◆ Input records ◆
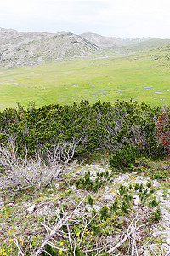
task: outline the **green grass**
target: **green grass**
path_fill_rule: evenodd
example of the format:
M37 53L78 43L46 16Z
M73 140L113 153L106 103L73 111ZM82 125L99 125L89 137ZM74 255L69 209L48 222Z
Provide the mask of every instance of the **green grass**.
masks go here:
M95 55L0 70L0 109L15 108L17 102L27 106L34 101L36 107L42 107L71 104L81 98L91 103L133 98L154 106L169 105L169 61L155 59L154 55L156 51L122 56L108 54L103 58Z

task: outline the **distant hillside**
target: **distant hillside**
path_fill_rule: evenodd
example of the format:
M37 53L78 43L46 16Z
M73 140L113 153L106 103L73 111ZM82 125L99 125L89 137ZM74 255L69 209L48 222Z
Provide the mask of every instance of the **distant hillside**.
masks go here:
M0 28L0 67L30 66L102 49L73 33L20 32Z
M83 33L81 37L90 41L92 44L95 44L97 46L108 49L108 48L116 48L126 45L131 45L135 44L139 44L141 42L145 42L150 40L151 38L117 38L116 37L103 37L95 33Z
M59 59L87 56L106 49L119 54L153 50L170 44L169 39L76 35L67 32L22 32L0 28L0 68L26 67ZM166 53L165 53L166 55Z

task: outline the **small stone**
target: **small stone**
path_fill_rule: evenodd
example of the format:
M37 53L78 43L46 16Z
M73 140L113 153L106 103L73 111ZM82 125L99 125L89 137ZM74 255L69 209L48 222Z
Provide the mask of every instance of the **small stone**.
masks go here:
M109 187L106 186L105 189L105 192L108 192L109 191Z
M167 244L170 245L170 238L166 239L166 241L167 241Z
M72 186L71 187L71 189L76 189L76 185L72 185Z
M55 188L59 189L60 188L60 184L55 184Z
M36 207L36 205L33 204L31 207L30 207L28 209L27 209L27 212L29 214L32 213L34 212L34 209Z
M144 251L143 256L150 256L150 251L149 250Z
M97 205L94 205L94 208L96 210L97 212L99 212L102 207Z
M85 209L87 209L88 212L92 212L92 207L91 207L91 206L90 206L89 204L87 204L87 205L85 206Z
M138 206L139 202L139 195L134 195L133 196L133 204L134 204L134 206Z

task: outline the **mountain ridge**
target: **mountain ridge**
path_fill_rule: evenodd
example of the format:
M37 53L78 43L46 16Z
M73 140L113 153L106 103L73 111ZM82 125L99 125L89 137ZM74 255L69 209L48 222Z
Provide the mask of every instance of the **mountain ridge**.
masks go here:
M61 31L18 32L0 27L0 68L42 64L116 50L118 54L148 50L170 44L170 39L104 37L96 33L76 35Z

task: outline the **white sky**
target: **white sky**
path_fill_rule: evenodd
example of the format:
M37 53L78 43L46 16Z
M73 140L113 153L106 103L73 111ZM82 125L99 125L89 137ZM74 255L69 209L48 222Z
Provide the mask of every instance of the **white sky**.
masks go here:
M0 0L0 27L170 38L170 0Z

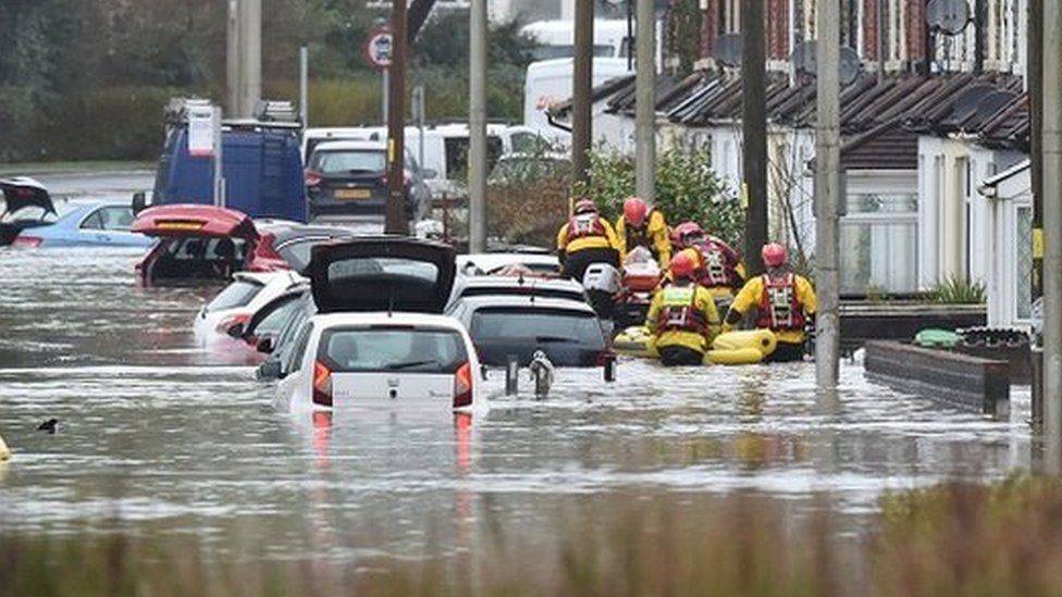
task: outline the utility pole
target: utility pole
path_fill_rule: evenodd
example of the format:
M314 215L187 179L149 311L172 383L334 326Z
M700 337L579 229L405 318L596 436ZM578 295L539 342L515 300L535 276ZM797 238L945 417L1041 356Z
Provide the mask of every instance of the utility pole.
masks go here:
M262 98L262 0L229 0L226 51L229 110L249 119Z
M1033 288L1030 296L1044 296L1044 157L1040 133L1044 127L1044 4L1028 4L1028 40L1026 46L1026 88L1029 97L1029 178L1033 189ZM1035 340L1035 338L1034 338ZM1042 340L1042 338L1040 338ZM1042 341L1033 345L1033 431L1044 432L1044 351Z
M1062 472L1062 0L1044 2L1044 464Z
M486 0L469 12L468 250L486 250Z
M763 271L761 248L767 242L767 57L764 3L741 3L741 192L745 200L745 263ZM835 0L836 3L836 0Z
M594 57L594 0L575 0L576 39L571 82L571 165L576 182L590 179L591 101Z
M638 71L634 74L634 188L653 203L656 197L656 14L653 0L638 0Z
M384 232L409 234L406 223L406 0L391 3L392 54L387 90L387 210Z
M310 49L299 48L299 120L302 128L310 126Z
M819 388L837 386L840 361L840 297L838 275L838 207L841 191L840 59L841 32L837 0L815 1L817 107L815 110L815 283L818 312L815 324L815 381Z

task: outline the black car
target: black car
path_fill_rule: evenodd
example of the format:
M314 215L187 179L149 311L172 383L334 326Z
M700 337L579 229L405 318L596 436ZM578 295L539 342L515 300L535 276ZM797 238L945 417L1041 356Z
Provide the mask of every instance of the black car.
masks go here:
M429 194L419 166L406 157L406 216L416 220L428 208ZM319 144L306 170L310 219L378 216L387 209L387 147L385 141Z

◆ Problem to solve ◆
Copy out the listing word for word, beginning with its first line and ending with the line that contains "M95 55L0 70L0", both included. Omit the pictures.

◆ Expected output ◆
task: outline the **green grass**
target: **green grass**
path_fill_rule: evenodd
example of the format:
M37 53L78 43L46 16Z
M73 140L113 153L106 103L73 111ZM82 125L99 125L89 137ZM74 255L69 209L48 222Z
Provide the mask of every instance of the **green grass**.
masks go here:
M95 55L0 70L0 109L15 108L17 102L27 106L34 101L36 107L42 107L71 104L81 98L91 103L133 98L154 106L169 105L169 61L155 59L154 55L156 51L122 56L108 54L103 58Z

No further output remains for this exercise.